■ Problem description: Repeat every line of the material, character for character.
[Start of Attachment]
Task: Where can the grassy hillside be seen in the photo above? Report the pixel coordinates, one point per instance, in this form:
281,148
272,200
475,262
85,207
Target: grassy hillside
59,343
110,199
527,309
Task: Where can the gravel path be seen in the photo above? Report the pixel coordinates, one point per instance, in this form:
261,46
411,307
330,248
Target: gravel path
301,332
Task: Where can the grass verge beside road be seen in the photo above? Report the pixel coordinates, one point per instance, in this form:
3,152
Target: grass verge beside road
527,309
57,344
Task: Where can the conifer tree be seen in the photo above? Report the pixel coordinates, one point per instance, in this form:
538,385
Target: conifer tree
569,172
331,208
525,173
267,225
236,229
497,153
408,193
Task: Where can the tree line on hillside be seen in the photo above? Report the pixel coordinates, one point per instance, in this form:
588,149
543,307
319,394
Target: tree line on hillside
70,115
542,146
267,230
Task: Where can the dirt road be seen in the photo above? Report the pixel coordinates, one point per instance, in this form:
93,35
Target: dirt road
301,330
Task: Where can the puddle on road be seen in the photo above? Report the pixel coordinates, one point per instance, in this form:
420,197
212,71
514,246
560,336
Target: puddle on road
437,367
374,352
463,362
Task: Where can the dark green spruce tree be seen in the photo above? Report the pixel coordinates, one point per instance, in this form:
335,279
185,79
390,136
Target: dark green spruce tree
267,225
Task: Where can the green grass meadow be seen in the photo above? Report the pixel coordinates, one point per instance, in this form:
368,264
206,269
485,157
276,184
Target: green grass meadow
[End of Attachment]
■ Answer space:
Task: Where can the grassy hillside be seen in the photo above? Report the pixel coordinates, one point per instance, in this form:
281,148
272,200
475,262
85,207
Target: grassy hillside
59,343
110,199
527,309
Task: Where can the gravel path be seen in the photo above? Report the pixel coordinates, one point per instance, in this form:
261,46
411,307
330,248
Target: gravel path
301,332
Task: Where can the grass verge beside road be seen in the photo above? Report the pixel coordinates, one point per instance, in this form:
3,152
Target: grass verge beside road
527,309
57,344
Task: Where can the conifer tree be seen in the photo above? Report the pixel coordinates, one point per instance, in this form:
538,385
Target: conifer tree
569,172
331,208
525,173
267,225
236,229
497,153
408,193
Task: Where can the tree line on hillside be seen in the photo above? Report the pixel coordinates, one point per instance, in this form:
588,149
543,307
319,394
Target: tree line on hillside
70,115
542,146
267,230
Task: Where can the dirt road be seen in the photo above? Report the pixel coordinates, one point per instance, in this form:
93,35
Target: dirt road
301,330
Task: Where can the puddle on road be seen in the photo above? Report the pixel coordinates, one point per instance, in this form:
420,197
212,71
514,246
560,336
Target: puddle on road
437,367
374,352
463,362
Task: Where can the dark green spruce tree be seen in the photo above? Report the pixel coordinates, one point per instance, in this form:
335,279
185,79
390,136
Target: dark green spruce tree
267,225
Task: Where can the green grass meadow be seen in the photo above? Report the pixel coordinates, one point per instance, in this form:
368,264
206,269
485,157
276,184
Target: green grass meadow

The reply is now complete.